• [Problem details] Reproduce the closing part of the entries exactly: the line with "[point] white cylindrical" and all lines after it, ending with the last line, and nothing else.

• [Dataset extract]
-- START --

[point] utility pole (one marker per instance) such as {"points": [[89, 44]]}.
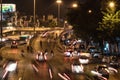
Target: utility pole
{"points": [[1, 31]]}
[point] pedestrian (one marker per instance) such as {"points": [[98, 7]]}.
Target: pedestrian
{"points": [[52, 53], [41, 44], [22, 53], [46, 52]]}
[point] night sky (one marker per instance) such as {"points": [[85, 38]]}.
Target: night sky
{"points": [[43, 7]]}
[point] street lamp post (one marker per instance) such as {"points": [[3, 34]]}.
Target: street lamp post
{"points": [[1, 21], [112, 6], [34, 15], [58, 2]]}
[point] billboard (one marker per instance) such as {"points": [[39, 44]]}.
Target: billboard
{"points": [[7, 8]]}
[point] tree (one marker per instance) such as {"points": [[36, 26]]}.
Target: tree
{"points": [[85, 22], [109, 27]]}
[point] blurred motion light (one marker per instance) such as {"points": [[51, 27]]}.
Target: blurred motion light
{"points": [[75, 5], [59, 1], [111, 4]]}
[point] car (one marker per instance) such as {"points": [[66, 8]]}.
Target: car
{"points": [[67, 54], [2, 44], [96, 54], [41, 57], [77, 67], [104, 71], [14, 44], [92, 49]]}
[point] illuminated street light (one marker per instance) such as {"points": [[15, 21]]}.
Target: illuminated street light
{"points": [[1, 31], [111, 4], [89, 11], [75, 5], [34, 14], [59, 3]]}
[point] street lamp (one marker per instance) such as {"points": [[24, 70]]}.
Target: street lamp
{"points": [[1, 21], [112, 6], [58, 2], [34, 15]]}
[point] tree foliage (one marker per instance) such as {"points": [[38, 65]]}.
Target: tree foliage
{"points": [[85, 22], [109, 26]]}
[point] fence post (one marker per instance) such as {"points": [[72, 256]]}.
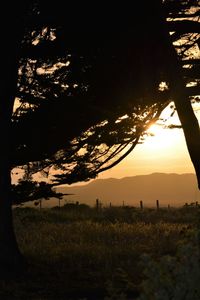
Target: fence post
{"points": [[157, 204], [97, 204]]}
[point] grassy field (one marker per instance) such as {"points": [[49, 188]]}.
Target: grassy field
{"points": [[77, 252]]}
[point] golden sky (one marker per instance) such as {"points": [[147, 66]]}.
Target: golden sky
{"points": [[166, 151]]}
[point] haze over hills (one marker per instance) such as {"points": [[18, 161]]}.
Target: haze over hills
{"points": [[173, 189]]}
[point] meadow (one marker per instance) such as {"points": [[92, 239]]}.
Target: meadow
{"points": [[79, 252]]}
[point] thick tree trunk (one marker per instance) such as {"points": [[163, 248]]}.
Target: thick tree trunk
{"points": [[180, 96], [190, 127]]}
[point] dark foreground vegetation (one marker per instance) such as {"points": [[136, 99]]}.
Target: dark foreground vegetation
{"points": [[78, 252]]}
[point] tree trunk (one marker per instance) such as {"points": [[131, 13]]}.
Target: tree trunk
{"points": [[10, 257], [184, 108], [190, 127]]}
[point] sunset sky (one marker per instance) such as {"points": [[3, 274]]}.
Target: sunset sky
{"points": [[166, 151]]}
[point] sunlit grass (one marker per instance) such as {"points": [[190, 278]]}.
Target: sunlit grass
{"points": [[75, 254]]}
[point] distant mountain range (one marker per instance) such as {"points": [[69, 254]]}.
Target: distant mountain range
{"points": [[172, 189]]}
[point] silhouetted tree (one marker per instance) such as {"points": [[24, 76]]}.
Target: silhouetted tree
{"points": [[88, 85]]}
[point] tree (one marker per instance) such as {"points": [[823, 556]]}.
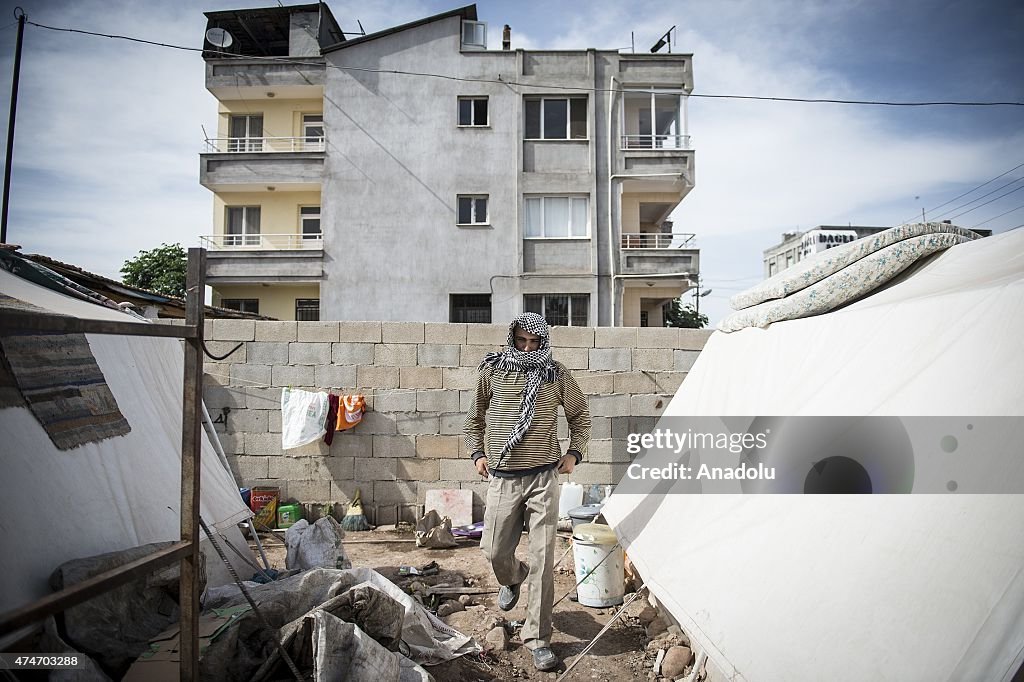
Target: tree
{"points": [[679, 314], [162, 270]]}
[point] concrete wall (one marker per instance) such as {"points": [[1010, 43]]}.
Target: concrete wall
{"points": [[419, 379]]}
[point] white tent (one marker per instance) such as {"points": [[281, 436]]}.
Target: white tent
{"points": [[110, 495], [900, 587]]}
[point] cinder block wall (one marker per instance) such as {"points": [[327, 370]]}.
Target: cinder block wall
{"points": [[419, 380]]}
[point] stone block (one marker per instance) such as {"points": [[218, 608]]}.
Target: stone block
{"points": [[593, 383], [454, 333], [262, 398], [648, 405], [394, 354], [359, 332], [378, 423], [334, 376], [224, 347], [415, 469], [266, 352], [489, 335], [384, 468], [657, 337], [324, 332], [309, 353], [275, 331], [420, 377], [448, 446], [232, 330], [436, 400], [693, 339], [435, 354], [460, 378], [571, 337], [609, 406], [615, 337], [352, 353], [684, 359], [350, 443], [415, 423], [395, 401], [613, 359], [461, 469], [401, 332], [249, 375], [394, 445], [573, 358], [293, 375], [375, 378]]}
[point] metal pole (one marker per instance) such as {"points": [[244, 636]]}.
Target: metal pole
{"points": [[192, 429], [19, 13]]}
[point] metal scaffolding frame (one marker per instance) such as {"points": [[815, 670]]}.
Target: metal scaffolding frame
{"points": [[187, 549]]}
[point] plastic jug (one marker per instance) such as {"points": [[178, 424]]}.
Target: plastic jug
{"points": [[571, 497]]}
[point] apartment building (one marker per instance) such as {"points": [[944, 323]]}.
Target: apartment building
{"points": [[413, 174]]}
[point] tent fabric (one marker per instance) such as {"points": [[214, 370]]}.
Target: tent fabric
{"points": [[902, 587], [100, 497]]}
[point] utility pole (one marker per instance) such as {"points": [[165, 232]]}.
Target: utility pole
{"points": [[19, 13]]}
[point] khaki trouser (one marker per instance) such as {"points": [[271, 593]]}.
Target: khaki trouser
{"points": [[509, 502]]}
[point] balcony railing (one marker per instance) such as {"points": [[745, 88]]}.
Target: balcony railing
{"points": [[240, 144], [655, 142], [290, 242], [658, 241]]}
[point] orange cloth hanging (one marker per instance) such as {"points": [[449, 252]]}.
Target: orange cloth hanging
{"points": [[350, 411]]}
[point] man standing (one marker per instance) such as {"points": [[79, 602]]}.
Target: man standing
{"points": [[512, 433]]}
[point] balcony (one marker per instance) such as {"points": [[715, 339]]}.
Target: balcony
{"points": [[659, 253], [255, 164], [263, 258]]}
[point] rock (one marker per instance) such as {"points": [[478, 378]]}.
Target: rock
{"points": [[497, 639], [655, 627], [450, 607], [676, 661]]}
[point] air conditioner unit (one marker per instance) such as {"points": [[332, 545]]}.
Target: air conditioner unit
{"points": [[474, 36]]}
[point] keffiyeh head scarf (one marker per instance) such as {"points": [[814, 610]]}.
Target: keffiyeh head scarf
{"points": [[538, 366]]}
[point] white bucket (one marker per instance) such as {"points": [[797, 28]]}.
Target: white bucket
{"points": [[604, 586]]}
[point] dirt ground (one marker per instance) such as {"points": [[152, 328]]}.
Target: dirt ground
{"points": [[620, 654]]}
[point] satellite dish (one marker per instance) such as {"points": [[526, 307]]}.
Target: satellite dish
{"points": [[219, 37]]}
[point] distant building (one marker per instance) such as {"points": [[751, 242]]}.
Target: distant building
{"points": [[796, 246], [513, 180]]}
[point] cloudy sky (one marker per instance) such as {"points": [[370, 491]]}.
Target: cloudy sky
{"points": [[109, 132]]}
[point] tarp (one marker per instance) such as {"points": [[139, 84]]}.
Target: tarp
{"points": [[901, 587], [118, 493]]}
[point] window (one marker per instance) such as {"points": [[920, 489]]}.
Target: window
{"points": [[472, 210], [242, 225], [246, 133], [474, 35], [556, 118], [556, 217], [307, 309], [473, 112], [309, 217], [469, 308], [241, 304], [559, 309], [312, 132]]}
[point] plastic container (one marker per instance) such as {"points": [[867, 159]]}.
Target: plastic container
{"points": [[584, 514], [288, 515], [604, 586], [570, 498]]}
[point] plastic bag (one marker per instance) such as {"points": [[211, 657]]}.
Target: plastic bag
{"points": [[302, 416]]}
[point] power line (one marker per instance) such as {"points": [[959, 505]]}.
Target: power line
{"points": [[535, 85]]}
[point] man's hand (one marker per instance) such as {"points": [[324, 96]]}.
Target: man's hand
{"points": [[567, 464]]}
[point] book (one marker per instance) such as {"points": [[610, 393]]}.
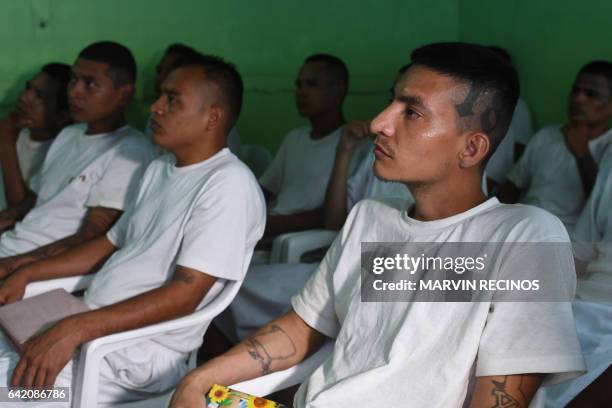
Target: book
{"points": [[223, 397], [23, 320]]}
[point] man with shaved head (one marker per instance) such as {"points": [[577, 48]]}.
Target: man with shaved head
{"points": [[296, 180], [559, 166], [450, 109], [190, 229]]}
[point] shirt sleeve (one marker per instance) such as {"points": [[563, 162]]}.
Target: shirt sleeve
{"points": [[121, 179], [315, 304], [216, 233], [530, 336], [272, 179]]}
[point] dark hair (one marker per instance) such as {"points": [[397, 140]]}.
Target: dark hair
{"points": [[180, 49], [60, 73], [336, 68], [603, 68], [121, 62], [502, 52], [492, 81], [221, 73]]}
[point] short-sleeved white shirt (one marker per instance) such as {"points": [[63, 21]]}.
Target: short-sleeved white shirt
{"points": [[548, 174], [423, 354], [300, 171], [206, 216], [593, 238], [79, 171]]}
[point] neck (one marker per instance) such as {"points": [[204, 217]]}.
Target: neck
{"points": [[196, 153], [445, 199], [325, 123], [41, 135], [106, 125]]}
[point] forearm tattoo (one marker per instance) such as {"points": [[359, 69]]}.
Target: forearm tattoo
{"points": [[258, 351], [503, 398]]}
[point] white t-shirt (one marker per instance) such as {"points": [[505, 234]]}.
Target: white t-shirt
{"points": [[207, 216], [520, 131], [549, 176], [79, 171], [30, 154], [593, 238], [422, 354], [300, 171]]}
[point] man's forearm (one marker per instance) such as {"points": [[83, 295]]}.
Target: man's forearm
{"points": [[279, 345], [280, 224], [511, 391], [83, 259], [587, 167]]}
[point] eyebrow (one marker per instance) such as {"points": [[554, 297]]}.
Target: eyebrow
{"points": [[411, 100]]}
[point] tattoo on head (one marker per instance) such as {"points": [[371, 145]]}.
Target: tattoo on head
{"points": [[258, 352], [182, 274]]}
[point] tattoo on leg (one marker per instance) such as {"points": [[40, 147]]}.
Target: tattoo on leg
{"points": [[258, 352], [503, 399], [181, 274]]}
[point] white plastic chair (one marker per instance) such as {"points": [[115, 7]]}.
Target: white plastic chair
{"points": [[280, 380], [289, 248], [257, 157], [85, 394]]}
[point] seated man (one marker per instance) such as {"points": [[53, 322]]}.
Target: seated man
{"points": [[296, 178], [192, 227], [27, 133], [89, 170], [559, 166], [593, 305], [173, 54], [450, 110]]}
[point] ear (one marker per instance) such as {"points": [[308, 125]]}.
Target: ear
{"points": [[126, 94], [215, 118], [475, 149]]}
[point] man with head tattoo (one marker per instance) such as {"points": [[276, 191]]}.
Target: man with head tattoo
{"points": [[191, 228], [559, 166], [450, 110]]}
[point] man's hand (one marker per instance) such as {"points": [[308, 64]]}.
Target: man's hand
{"points": [[7, 266], [352, 134], [13, 288], [190, 392], [45, 356]]}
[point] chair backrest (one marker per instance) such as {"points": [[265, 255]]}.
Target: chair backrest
{"points": [[257, 157], [86, 384]]}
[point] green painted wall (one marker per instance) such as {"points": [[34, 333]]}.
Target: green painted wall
{"points": [[549, 41], [267, 39]]}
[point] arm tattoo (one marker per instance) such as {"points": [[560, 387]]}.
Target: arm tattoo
{"points": [[258, 352], [182, 274], [503, 399]]}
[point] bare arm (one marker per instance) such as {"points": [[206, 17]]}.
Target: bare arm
{"points": [[505, 391], [280, 224], [80, 260], [279, 345], [97, 222], [353, 133], [45, 356]]}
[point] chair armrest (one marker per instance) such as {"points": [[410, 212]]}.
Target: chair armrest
{"points": [[280, 380], [289, 248], [70, 284]]}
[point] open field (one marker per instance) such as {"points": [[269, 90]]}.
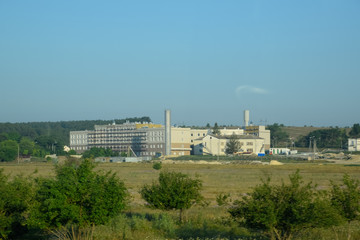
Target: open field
{"points": [[201, 222], [236, 179]]}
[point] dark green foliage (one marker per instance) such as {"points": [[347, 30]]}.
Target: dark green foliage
{"points": [[78, 195], [26, 146], [15, 198], [346, 198], [233, 145], [223, 199], [355, 131], [157, 166], [278, 136], [174, 190], [8, 150], [286, 209], [99, 152], [325, 138]]}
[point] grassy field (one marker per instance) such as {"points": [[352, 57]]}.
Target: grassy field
{"points": [[236, 179]]}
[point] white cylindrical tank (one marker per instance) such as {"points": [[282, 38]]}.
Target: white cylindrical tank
{"points": [[167, 132], [246, 118]]}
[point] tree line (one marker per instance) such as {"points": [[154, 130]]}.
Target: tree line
{"points": [[79, 196], [333, 137], [82, 197]]}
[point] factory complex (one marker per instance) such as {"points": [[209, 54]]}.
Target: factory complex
{"points": [[149, 139]]}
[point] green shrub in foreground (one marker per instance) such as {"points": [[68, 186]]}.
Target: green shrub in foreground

-- END --

• [The completed task]
[point] white cylindrical tank (one marker per instance) such as {"points": [[282, 38]]}.
Target: white cylindrical tank
{"points": [[167, 132], [246, 118]]}
[point] tree line (one marker per instance) such as {"points": [[154, 130]]}.
Target: tree line
{"points": [[79, 196], [333, 137], [82, 197]]}
[point] factory complex (one marker per instance) such as {"points": [[209, 54]]}.
Target: factory complex
{"points": [[149, 139]]}
[point] green shrub in foreground (one marker per instance) such as {"points": [[68, 186]]}.
Target: green shrub in foreground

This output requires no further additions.